ACTIVITY: Restating the data word for word is all that is required.

GIVEN RECORDS:
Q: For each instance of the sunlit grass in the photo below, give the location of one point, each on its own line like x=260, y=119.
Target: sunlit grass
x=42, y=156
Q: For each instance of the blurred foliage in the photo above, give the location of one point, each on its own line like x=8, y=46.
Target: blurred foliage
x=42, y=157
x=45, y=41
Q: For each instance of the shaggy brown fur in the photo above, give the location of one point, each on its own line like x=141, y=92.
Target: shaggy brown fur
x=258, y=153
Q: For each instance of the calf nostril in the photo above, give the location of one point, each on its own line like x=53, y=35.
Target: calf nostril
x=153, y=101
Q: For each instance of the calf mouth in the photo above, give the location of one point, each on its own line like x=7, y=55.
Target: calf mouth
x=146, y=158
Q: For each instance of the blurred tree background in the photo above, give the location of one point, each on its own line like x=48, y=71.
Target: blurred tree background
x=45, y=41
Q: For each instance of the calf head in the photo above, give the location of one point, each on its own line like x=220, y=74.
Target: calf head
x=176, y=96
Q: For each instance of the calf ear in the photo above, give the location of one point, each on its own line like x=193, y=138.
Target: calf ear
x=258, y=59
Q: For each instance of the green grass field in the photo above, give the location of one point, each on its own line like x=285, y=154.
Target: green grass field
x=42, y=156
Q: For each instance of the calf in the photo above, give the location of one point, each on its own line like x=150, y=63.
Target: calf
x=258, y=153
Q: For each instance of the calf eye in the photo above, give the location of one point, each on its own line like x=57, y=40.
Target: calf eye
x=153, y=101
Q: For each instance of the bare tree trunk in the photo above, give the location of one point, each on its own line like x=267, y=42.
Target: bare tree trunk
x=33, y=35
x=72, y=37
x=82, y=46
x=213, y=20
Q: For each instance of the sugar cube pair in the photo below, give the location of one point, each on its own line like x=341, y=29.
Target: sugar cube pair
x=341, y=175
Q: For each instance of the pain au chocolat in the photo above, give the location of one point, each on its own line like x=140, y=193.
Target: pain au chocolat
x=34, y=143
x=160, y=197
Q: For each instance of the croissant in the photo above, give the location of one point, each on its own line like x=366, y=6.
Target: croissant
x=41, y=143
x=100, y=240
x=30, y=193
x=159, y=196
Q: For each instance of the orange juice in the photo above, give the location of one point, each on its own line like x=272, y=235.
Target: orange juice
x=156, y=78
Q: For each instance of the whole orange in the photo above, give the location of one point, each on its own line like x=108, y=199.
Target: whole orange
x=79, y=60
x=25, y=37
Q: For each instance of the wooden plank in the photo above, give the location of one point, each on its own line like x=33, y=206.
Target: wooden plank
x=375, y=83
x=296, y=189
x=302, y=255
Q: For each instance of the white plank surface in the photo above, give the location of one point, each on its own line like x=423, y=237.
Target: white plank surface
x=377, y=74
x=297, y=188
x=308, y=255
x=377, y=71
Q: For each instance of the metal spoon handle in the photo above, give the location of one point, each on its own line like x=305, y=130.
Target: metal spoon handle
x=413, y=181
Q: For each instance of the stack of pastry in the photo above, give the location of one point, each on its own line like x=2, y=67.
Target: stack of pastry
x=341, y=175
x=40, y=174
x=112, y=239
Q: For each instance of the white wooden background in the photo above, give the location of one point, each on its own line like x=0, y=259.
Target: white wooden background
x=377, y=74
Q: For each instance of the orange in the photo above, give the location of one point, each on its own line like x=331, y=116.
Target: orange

RESPONSE BELOW:
Q: For each instance of the sunlit grass in the photo below, give the location of one point, each on its own line like x=260, y=119.
Target: sunlit grass
x=42, y=156
Q: For each instance of the blurred foliage in the photo above, give the location of one point, each on its own line like x=8, y=46.
Target: blurred foliage
x=42, y=157
x=45, y=41
Q: For each instance of the shaggy brown fur in the photo above, give the location of one point, each on its own line like x=141, y=92.
Target: shaggy brown fur
x=258, y=153
Q: For each instance of the calf nostril in the photo above, give the location of one point, each on its own line like x=53, y=35.
Target: calf nostril
x=153, y=101
Q: For each instance of the calf mouth in the photo above, give the location of one point, each on its own line like x=7, y=55.
Target: calf mouth
x=146, y=158
Q: For each instance of the blurred tree background in the photo above, give the location of one point, each on its own line like x=48, y=71.
Target: blurred tree background
x=45, y=41
Q: For each instance of the calf head in the photo above, give the location of one point, each on its own line like x=220, y=74.
Target: calf head
x=176, y=96
Q: For each instance of the calf ear in the photo above, give the location of one point, each on its own line like x=193, y=138.
Target: calf ear
x=258, y=59
Q: For each instance of the green grass field in the photo above, give the location of one point, each on its own line like x=285, y=154.
Target: green grass field
x=42, y=156
Q: For each instance of the calf in the photo above, give the location of one point, each on its own line like x=150, y=63.
Target: calf
x=258, y=153
Q: For each instance of the calf eye in the photo above, give the location of one point, each on its own line like x=57, y=40.
Target: calf eye
x=153, y=101
Q: For each instance of the bare tree trunk in the photo above, give the location of one point, each on its own line like x=267, y=42.
Target: bare tree trunk
x=33, y=35
x=72, y=37
x=82, y=46
x=213, y=20
Q: For each instance of the sugar cube pair in the photo below, give the location of one point, each on its own line like x=341, y=29.
Target: sugar cube pair
x=341, y=175
Q: For each instance of the pain au chocolat in the photo above, give the location of one point, each on its own line like x=140, y=193.
Target: pain au chocolat
x=34, y=143
x=160, y=197
Q: For each instance of the croissant in the photo above, give the location of one point, each on its own line like x=366, y=6.
Target: croissant
x=41, y=143
x=100, y=240
x=30, y=193
x=159, y=196
Q: For each instance of the orange juice in the photo above, give the location of one point, each on its own line like x=272, y=235.
Target: orange juice
x=156, y=78
Q: For each instance of the whole orange in the photo above, give the location of one point, each on its own line like x=108, y=199.
Target: whole orange
x=79, y=60
x=25, y=37
Q: For each instance of the wooden plank in the photo above, give the location of one point, each on its own line like x=33, y=206.
Target: wooden plank
x=375, y=83
x=296, y=189
x=302, y=255
Q: For each instance of the white plank surface in the photo above, give the location of one point, each on its own line like x=423, y=237.
Target: white plank surface
x=377, y=74
x=297, y=188
x=308, y=255
x=377, y=71
Q: For each instance of the metal spoon handle in the photo above, give the location of one point, each on its own line like x=305, y=130.
Target: metal spoon handle
x=413, y=181
Q: For each instance of the stack of pastry in the photo above, give the location of one point, each on its own line like x=2, y=67.
Target: stack of pastry
x=341, y=175
x=40, y=174
x=112, y=239
Q: For each instance of the white wooden background in the photo above, give the location of one point, each on its own line like x=0, y=259.
Target: white wooden background
x=377, y=74
Q: For each instance of the orange in the photo above, give the location of one point, each on its own line like x=331, y=116.
Target: orange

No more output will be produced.